[Saved data entries]
═══

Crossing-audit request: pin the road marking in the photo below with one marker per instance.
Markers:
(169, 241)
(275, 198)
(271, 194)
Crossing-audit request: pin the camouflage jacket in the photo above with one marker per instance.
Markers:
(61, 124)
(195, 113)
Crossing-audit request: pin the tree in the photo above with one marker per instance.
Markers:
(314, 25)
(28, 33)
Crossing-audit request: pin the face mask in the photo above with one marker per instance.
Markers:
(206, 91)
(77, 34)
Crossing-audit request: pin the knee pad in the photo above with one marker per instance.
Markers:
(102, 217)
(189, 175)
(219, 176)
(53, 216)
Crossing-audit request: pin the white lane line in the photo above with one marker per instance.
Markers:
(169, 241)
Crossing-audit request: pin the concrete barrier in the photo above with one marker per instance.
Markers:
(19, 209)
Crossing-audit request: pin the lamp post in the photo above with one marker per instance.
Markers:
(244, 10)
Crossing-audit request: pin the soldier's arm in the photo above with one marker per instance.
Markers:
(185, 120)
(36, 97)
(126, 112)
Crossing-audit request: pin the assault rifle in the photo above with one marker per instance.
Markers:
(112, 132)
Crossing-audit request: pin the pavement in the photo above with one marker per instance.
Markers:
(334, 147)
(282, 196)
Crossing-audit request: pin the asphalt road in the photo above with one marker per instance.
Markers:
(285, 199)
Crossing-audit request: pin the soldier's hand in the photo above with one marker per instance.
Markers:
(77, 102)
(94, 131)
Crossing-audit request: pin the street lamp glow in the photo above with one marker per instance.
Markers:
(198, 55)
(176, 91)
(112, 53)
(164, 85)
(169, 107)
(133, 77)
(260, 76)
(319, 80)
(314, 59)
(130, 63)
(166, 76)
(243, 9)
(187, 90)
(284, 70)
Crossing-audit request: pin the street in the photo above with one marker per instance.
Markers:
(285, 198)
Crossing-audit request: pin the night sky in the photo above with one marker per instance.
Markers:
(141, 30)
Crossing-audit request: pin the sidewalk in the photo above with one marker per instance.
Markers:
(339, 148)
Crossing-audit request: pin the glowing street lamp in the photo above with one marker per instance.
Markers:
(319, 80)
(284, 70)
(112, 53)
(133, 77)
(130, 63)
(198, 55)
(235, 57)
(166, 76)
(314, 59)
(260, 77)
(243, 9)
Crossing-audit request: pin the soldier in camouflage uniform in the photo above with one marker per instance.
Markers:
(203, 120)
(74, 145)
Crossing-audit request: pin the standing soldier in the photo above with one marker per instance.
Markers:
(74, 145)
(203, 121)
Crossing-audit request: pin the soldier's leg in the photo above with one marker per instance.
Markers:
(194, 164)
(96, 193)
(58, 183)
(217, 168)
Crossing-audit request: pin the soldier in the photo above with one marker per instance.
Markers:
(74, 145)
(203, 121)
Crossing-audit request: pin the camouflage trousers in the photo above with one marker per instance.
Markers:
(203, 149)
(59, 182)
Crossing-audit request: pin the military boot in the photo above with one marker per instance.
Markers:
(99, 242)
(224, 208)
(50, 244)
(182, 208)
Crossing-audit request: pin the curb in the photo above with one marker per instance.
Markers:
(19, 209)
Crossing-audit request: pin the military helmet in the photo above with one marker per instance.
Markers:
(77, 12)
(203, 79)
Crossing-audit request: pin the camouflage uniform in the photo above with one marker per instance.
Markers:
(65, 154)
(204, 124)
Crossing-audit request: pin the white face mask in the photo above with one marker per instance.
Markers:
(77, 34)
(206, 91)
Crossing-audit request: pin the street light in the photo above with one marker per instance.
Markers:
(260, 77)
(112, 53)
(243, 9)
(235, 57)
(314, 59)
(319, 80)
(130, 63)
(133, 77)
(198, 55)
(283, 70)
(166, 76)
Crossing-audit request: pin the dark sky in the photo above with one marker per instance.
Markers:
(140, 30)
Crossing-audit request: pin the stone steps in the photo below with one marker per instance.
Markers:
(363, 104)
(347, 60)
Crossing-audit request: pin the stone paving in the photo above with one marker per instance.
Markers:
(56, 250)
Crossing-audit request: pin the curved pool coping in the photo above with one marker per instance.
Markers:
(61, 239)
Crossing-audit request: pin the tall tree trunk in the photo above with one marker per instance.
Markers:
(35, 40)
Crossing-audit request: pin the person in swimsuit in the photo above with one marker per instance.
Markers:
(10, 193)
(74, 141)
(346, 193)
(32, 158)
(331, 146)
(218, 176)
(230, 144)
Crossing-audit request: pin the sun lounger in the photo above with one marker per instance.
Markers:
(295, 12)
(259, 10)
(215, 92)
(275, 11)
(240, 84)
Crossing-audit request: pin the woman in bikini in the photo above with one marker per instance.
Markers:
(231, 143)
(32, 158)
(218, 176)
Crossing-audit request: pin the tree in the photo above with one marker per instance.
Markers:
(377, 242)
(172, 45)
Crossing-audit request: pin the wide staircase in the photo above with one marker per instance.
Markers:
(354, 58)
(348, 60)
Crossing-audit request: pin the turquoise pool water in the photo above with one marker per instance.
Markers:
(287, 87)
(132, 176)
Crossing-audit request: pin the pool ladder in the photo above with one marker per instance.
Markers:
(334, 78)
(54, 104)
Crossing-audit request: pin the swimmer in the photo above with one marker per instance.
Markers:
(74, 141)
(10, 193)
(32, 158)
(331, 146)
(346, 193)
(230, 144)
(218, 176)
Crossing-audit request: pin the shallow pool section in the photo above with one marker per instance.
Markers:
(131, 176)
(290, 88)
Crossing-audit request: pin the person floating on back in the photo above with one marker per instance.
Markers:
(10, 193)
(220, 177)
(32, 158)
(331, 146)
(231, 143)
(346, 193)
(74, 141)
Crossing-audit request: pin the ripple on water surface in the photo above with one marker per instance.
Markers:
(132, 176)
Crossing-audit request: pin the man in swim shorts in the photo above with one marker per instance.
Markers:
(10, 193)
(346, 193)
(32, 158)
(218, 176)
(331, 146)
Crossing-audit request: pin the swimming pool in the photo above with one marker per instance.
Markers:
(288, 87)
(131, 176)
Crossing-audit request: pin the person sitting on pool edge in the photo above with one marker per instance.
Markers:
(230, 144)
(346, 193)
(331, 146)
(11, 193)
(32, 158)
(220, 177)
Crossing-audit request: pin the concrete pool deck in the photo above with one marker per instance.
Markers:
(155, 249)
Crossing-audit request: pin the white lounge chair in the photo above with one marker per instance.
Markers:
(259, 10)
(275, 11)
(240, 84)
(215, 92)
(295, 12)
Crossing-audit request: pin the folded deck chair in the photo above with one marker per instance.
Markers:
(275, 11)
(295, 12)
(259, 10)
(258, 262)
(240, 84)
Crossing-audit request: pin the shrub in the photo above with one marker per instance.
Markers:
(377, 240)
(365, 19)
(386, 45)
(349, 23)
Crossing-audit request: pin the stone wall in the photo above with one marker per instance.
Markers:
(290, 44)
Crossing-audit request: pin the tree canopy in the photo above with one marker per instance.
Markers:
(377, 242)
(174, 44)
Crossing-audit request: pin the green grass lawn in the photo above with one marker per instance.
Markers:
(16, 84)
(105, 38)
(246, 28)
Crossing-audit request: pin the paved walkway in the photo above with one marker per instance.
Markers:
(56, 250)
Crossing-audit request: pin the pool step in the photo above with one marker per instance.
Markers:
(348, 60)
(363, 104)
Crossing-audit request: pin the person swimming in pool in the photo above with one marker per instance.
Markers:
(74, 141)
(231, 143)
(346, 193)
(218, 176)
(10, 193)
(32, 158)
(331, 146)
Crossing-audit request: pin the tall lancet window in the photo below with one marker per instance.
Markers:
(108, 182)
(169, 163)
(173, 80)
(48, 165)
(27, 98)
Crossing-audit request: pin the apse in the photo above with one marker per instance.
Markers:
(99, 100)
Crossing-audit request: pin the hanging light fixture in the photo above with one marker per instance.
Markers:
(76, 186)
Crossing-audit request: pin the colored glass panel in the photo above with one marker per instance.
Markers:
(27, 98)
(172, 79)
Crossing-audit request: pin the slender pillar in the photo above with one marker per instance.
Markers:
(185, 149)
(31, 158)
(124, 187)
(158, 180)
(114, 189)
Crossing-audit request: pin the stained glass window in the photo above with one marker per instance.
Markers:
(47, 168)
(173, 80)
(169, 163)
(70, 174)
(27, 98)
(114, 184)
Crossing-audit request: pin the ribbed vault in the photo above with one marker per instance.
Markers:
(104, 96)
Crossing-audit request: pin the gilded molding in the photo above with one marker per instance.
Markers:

═══

● WHAT IS EXPECTED
The answer must be all the lines above that hold the word "concrete".

● ANSWER SPACE
Crossing-audit request: pin the concrete barrier in the photo above with one marker per instance.
Crossing-audit request: pin the concrete pool deck in the photo above with one marker per instance.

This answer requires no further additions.